REQUIRED WORK>
Scan the entries below and give the number of lines containing "handcuff", with no accompanying words.

BEGIN

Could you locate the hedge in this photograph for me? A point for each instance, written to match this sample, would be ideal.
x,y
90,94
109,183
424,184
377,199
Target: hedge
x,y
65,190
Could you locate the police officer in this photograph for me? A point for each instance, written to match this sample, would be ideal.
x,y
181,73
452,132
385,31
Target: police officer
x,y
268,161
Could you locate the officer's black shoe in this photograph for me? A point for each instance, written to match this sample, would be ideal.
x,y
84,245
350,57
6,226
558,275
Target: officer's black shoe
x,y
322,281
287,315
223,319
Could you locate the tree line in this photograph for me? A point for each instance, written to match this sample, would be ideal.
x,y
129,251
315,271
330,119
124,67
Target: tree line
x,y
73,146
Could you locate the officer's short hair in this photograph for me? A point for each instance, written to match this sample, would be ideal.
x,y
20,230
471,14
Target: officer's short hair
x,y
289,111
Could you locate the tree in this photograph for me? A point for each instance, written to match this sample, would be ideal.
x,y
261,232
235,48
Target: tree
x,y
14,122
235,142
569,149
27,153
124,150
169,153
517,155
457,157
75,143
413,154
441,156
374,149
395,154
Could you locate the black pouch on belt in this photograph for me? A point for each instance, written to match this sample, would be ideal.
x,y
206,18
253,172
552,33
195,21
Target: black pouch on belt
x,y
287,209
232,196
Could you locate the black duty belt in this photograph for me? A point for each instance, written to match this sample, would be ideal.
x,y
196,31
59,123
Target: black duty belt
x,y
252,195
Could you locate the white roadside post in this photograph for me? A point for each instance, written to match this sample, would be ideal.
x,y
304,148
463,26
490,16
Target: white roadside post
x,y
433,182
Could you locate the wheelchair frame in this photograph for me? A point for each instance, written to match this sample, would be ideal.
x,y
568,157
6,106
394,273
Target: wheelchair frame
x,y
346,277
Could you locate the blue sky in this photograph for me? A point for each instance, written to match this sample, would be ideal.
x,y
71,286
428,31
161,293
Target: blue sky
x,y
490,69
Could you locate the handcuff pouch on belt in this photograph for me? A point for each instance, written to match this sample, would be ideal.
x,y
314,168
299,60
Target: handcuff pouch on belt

END

SOLUTION TO THIS EXERCISE>
2